Output only the line that contains "Query: watch strap" and the lines after it, all verbatim, through the last one below.

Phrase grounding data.
__________

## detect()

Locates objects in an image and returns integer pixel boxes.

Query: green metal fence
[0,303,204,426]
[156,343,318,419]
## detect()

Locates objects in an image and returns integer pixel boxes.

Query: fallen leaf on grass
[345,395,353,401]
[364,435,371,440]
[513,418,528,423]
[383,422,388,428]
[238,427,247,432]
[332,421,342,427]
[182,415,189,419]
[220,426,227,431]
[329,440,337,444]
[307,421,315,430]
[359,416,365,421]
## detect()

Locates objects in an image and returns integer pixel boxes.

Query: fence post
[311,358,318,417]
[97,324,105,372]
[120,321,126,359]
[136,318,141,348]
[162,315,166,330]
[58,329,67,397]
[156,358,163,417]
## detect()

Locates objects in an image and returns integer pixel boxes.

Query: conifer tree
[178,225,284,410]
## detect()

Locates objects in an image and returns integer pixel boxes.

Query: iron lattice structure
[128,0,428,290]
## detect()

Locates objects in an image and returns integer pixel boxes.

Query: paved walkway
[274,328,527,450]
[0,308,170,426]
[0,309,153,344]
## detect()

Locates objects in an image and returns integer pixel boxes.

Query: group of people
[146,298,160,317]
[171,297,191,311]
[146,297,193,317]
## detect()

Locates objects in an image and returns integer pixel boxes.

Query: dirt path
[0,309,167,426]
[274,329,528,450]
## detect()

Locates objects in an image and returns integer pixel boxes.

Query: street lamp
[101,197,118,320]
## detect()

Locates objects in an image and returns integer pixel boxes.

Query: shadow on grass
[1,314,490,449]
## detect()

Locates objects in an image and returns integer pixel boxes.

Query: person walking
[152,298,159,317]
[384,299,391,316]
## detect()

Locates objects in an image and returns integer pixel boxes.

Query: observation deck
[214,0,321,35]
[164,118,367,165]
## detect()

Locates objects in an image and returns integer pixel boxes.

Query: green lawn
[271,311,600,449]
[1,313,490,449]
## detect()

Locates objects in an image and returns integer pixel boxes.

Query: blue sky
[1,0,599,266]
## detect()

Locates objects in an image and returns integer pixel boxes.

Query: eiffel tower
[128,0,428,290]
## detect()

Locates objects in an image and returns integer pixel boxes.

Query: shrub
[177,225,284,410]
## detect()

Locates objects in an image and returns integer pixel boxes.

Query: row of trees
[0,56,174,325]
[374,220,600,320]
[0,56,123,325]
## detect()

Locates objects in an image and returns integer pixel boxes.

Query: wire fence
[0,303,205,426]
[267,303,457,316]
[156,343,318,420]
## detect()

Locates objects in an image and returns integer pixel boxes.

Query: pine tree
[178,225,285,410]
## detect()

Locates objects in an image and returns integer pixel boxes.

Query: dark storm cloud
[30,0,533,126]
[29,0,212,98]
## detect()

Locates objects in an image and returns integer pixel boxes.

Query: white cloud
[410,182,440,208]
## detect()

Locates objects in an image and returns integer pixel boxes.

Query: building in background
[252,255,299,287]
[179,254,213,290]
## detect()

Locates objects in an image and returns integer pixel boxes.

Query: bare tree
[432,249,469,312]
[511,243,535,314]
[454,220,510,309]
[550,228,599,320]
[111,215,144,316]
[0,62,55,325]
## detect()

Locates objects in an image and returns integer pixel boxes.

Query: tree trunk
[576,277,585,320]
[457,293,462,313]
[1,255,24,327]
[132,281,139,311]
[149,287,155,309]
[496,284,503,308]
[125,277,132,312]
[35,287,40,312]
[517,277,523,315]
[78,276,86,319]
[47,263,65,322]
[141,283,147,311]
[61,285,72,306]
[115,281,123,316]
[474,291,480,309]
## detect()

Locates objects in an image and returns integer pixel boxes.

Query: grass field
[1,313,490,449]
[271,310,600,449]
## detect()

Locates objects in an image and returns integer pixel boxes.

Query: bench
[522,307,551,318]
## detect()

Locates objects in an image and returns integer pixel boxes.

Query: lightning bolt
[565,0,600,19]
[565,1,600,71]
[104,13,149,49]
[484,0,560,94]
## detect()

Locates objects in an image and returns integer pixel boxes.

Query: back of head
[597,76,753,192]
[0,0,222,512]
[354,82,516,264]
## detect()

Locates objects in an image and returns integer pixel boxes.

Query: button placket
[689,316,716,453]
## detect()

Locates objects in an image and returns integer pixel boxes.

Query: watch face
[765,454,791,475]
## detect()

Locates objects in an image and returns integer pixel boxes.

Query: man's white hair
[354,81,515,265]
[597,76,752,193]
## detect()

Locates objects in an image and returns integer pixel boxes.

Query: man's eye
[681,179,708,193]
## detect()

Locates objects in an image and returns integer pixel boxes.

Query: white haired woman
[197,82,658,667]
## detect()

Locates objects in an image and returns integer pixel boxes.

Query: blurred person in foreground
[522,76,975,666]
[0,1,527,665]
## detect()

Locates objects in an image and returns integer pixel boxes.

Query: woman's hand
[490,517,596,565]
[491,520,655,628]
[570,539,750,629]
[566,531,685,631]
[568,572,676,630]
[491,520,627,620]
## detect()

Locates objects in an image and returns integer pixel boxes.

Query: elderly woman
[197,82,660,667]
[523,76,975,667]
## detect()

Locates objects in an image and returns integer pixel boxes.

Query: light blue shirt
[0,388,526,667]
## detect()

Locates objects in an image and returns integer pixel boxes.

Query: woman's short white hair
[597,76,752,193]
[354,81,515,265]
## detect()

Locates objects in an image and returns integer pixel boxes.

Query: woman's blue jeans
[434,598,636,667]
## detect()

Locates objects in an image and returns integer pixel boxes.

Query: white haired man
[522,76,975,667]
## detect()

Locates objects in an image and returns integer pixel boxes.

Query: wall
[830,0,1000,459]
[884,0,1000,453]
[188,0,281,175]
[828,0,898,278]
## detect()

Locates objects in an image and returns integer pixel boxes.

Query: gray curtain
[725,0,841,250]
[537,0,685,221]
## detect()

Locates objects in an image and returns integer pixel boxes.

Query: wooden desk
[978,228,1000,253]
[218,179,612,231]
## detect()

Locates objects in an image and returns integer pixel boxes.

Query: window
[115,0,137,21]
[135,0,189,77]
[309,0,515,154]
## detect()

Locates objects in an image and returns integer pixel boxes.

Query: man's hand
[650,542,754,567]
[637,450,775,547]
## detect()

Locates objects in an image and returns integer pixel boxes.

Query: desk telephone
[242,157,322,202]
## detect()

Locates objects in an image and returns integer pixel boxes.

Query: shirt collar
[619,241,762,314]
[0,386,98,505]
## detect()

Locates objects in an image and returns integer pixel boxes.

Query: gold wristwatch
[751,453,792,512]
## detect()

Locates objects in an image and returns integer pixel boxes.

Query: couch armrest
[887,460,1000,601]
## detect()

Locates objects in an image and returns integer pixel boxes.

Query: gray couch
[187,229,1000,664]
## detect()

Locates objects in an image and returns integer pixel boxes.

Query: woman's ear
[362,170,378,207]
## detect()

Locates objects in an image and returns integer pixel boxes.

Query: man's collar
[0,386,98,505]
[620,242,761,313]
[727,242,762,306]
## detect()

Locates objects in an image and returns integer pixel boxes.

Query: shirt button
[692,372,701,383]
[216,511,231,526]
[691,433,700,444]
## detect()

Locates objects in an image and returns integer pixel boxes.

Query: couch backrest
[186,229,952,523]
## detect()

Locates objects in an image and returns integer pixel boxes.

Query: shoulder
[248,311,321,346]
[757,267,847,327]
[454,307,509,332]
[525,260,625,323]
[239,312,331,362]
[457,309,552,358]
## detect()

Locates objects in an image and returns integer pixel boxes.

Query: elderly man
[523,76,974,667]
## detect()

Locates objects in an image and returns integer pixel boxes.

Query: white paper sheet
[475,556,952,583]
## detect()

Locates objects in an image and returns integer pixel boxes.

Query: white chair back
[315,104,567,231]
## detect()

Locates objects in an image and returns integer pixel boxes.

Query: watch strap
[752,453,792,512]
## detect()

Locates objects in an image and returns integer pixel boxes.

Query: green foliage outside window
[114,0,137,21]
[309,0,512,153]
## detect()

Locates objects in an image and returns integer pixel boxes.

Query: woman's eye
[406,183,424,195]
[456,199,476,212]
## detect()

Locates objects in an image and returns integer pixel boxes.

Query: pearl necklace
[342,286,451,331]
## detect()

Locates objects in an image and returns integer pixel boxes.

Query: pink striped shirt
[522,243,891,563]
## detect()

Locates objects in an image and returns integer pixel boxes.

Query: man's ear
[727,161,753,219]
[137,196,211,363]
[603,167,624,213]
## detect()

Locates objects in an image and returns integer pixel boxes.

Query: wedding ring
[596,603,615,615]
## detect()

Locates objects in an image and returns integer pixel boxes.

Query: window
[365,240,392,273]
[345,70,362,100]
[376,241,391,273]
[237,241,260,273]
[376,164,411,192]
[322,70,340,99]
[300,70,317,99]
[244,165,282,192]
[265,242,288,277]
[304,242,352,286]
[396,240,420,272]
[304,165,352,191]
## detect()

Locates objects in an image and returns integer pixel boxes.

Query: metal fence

__________

Written solution.
Query: watch strap
[752,453,792,512]
## detect()

Locates objects in an image and returns integer pixel boxes.

Query: green foliage outside window
[114,0,137,21]
[309,0,512,153]
## detect()

Locates objects in an image and returns integer pixel boxes.

Query: woman's eye
[406,183,424,195]
[456,199,476,212]
## detect()

Locates objects in an image and returns integer pixel boxes.

Query: pearl necklace
[342,286,451,331]
## detect()

Locates objects in an image and returns integer pixel boxes.

Query: pink striped shirt
[522,243,891,563]
## detect()

Locates objects in an image and returns integer pixel boxes.

Query: man's ear
[727,161,753,219]
[137,196,211,363]
[603,167,624,213]
## detect()

Locates objects in an image and returns integer pixel boxes.

Query: wedding ring
[596,603,615,615]
## detect()

Locates objects in an image and returns integer pixel boxes.

Query: window
[365,240,392,273]
[345,70,362,100]
[376,241,391,273]
[237,241,260,273]
[376,164,411,192]
[322,70,340,99]
[300,70,317,99]
[244,165,282,192]
[265,242,288,277]
[304,242,352,286]
[396,240,420,272]
[304,165,352,191]
## detect()

Locates objects in an image and returns integer pixel boxes.

Query: metal fence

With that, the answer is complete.